Saved entries:
........
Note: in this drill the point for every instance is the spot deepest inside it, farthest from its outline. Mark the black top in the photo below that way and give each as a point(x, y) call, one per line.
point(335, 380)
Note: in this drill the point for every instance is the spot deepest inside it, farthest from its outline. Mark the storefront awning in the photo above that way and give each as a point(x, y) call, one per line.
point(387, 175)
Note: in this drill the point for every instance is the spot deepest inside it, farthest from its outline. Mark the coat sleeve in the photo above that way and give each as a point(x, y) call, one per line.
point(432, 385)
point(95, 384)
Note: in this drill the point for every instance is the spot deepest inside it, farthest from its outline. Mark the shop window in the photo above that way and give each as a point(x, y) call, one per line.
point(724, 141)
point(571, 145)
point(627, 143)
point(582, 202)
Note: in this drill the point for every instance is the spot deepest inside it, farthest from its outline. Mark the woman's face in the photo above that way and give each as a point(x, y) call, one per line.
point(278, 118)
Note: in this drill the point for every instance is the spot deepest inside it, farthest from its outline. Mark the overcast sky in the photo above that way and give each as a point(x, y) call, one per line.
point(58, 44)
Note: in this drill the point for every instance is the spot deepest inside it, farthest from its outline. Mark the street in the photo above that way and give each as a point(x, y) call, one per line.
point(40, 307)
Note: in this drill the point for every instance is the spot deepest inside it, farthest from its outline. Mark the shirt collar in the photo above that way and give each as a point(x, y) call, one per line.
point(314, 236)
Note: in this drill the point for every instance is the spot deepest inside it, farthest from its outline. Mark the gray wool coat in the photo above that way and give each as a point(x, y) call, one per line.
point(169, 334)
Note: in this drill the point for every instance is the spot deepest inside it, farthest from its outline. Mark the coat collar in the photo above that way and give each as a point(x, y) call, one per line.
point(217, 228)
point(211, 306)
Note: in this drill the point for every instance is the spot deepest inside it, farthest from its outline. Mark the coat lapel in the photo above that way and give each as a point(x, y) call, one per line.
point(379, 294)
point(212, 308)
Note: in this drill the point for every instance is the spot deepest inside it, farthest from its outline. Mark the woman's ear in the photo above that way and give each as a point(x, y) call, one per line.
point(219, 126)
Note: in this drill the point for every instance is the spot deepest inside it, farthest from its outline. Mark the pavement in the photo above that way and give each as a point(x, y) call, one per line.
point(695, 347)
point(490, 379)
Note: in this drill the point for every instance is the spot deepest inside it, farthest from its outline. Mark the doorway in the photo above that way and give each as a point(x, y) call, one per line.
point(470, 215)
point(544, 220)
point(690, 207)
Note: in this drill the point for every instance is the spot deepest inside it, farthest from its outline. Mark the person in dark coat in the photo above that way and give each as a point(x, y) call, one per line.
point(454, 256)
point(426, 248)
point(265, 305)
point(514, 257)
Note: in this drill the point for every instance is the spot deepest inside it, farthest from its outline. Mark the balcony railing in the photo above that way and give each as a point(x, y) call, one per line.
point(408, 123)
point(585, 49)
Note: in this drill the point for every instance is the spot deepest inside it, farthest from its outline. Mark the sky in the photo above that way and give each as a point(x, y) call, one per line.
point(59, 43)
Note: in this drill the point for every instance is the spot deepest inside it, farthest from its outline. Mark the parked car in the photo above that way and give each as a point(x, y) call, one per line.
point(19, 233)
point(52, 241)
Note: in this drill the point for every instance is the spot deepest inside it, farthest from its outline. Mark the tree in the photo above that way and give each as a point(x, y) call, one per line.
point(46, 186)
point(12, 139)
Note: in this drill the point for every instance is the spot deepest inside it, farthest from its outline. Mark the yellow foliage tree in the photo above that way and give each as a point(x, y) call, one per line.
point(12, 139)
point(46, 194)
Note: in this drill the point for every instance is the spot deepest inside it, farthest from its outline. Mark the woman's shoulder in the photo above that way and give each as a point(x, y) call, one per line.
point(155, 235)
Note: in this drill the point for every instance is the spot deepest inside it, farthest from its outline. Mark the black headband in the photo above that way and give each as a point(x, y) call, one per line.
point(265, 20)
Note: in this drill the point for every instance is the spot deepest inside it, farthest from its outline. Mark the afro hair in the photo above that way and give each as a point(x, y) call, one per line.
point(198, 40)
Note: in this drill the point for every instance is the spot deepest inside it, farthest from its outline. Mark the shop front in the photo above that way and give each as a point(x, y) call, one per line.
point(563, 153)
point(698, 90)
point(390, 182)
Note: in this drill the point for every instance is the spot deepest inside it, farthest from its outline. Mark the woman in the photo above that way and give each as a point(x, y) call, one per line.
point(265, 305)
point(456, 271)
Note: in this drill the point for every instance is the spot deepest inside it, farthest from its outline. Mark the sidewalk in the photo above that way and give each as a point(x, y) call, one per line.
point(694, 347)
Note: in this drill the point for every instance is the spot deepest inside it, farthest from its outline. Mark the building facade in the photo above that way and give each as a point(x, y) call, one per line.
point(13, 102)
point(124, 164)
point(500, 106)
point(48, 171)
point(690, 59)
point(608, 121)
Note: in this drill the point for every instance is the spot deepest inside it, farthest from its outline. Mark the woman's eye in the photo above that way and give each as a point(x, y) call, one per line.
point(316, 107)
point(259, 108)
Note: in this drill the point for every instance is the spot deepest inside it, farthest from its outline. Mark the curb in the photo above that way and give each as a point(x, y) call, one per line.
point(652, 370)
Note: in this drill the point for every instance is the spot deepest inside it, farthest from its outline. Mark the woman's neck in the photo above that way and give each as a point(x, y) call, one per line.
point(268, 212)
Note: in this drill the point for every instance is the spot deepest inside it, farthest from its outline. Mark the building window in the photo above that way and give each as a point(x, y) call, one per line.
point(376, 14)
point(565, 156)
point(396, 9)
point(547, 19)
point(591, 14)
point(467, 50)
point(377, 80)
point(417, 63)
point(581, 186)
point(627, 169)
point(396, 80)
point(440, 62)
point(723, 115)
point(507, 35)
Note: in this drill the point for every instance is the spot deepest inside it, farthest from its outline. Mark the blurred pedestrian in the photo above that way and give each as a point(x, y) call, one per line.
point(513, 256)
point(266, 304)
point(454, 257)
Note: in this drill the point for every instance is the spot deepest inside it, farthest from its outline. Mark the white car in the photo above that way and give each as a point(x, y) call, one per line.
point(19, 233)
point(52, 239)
........
** HOW TO COMPLETE THIS TASK **
Copy out all the entries exactly once more.

** WRITTEN ANSWER **
Note: in this drill the point for every instance is the spot deepest inside it, farthest from its outline. Mark the black top in the photo below that way and give each as a point(x, y) call, one per line.
point(335, 380)
Note: in this drill the point for every instance is the spot deepest inside it, farthest from its outline. Mark the storefront awning in the photo above that way and give each as a point(x, y) call, one per line.
point(387, 175)
Note: in this drill the point for every instance is the spot deepest inside it, farthest from its outline. Mark the coat sleeve in the photo above that way and give each as a point(x, y) call, one per line.
point(432, 385)
point(95, 384)
Note: in this drill the point for every instance is the spot deepest inside it, farthest from its outline. Mark the shop window in the photo above that way and give each as a point(x, y) call, one per line.
point(724, 141)
point(571, 145)
point(627, 143)
point(582, 202)
Note: in this drill the point for every instance is the spot deepest inside it, farthest from its outline. Mark the woman's face in the photo above that way and give each as a point(x, y) call, one per line.
point(278, 118)
Note: in this drill the point for every instance is the spot deepest inside it, farthest from its outline. Mark the overcast sky in the photo above that way and give each as a point(x, y) call, one per line.
point(58, 44)
Note: in this drill the point for every instance is the spot deepest inside it, farthest from its outline. Mark the street in the photo above that way and give each as a point(x, y) call, one per line.
point(40, 307)
Note: in this drill the point for every instance is the spot deepest inside it, farthest from its outline. Mark the shirt collar in the photo above that way and give each as a point(x, y) call, one per line.
point(314, 236)
Note: in this drill the point for every instance is the spot deepest inside it, farthest from its outline. Mark the gray wool coat in the photo above that way and give each as a point(x, y) call, one per line.
point(169, 334)
Note: in this drill the point for every instance is the spot deepest inside it, farthest from its outline. Mark the coat collar in the photo above that way and give each as a point(x, y) call, one per line.
point(217, 228)
point(211, 306)
Note: in this drill the point for every instance is the spot deepest inside it, farthest from its outline. Mark the coat lapel in the photo above that way and give each as a point(x, y) call, one per line.
point(379, 294)
point(212, 308)
Note: in this drill the point for every instance is the spot deepest inside it, farthest from its outline. Mark the woman's ear in the photo above that way and give each as a point(x, y) call, one per line.
point(219, 126)
Note: in this drill the point for every instance is the spot deepest inside it, farthest from its outline. Mark the pavement in the photo above that way and give each as a point(x, y) call, one per line.
point(695, 347)
point(490, 379)
Note: in this drill the point for every instance is the spot deepest inside it, farthest from its outline. Mark the doorway in the photo above that way and give each as a point(x, y) call, one per line.
point(470, 215)
point(544, 220)
point(690, 207)
Note: in this drill the point for every instance is the spot deepest inside it, farthest from its outline. Mark the person in dark coat in the photo above that way and give each as a point(x, y) call, one per line.
point(454, 256)
point(426, 248)
point(265, 305)
point(514, 257)
Note: in this drill the point for every instance is the spot deepest inside it, farthest from its outline. Mark the balcony railing in the photo above that way and give each as a point(x, y) call, one per line.
point(408, 123)
point(585, 49)
Note: in this drill the point for every instance is the spot deepest inside it, farthest from its outline. Mark the sky in the photo above that way and give each as a point(x, y) call, one per line.
point(59, 43)
Note: in this drill the point for every instance is the spot deepest inside it, farthest from its outline. Mark the parked car in the photo above that way and give each as a point(x, y) call, one per line.
point(19, 233)
point(52, 241)
Note: in this drill the point for every instance is the spot deepest inside it, farthest from its outline. Mark the tree in the photo above that way and give each as a point(x, y) call, one per line.
point(46, 186)
point(12, 139)
Note: in this drill the point for every instance is the spot deepest inside it, farthest from its outline. Mark the yellow foliage tree in the photo above that way and give each as a point(x, y) call, one per line.
point(12, 139)
point(46, 194)
Note: in this drill the point for every instance is the spot deepest inside it, farthest from its outline. Mark the woman's shoulder in the photo above that way and give each as a point(x, y) call, one per line.
point(155, 235)
Note: in this drill the point for every instance is the spot deepest inside it, farthest from its outline. Mark the black headband in the photo above that way and give each as a point(x, y) call, one per line.
point(265, 20)
Note: in this drill the point for every instance is the spot deepest inside it, farthest from its outline. Mark the afro hair in the photo above that way and give each as a point(x, y) call, one per line.
point(198, 40)
Note: in this drill the point for every instance is the spot deepest inside it, farthest from its outline. Mark the shop front in the photo above that way and give each as a point(x, y) call, one per line.
point(563, 153)
point(698, 90)
point(390, 182)
Note: in this drill the point for every instance is the spot deepest inside it, farthest from its outline. Mark the woman in the photo above that way and give each as a point(x, y) call, one per line.
point(265, 305)
point(456, 271)
Note: in this drill the point for every instance is the spot deepest inside it, farthest from its outline. Mark the sidewalk in the photo above that way and give each as a point(x, y) call, one per line.
point(694, 347)
Note: in this drill the point for every instance is the spot deepest inside it, farthest from its outline. Mark the building facade in the photo above that way and give each as a point(x, y) call, one per line.
point(13, 102)
point(124, 164)
point(500, 106)
point(48, 171)
point(690, 59)
point(608, 121)
Note: in this drill the point for every instance is the spot deepest inside it, farthest from its outline. Mark the woman's eye in the photo above that way and give each as a point(x, y) call, one per line.
point(316, 107)
point(259, 108)
Note: in this drill the point for every instance is the spot deepest inside it, farthest from its outline. Mark the curb in the photo above that way and give each as a point(x, y) call, one per line.
point(652, 370)
Note: in this drill the point for every instance is the spot deepest inside it, farthest from its outline. Mark the woman's neck in the photo above that way and give each as a point(x, y) call, one per line.
point(268, 212)
Note: in this drill the point for every instance is the spot deepest inside it, farthest from its outline. Mark the building window in the photo above that way and give each as a point(x, y) call, one per line.
point(376, 14)
point(565, 156)
point(396, 9)
point(547, 19)
point(591, 14)
point(467, 50)
point(377, 80)
point(417, 63)
point(581, 186)
point(627, 169)
point(396, 80)
point(440, 62)
point(723, 115)
point(507, 35)
Note: in this drill the point for every instance is the spot deepest inside it, farthest from its outline. Mark the blurred pedestrian in the photo above that way and give each as a point(x, y) call, one per line.
point(513, 256)
point(266, 304)
point(454, 257)
Note: in this drill the point for every instance is the spot deepest inside it, farthest from its outline. Mark the white car in the photo above that way and give each as a point(x, y) call, one per line.
point(19, 233)
point(52, 239)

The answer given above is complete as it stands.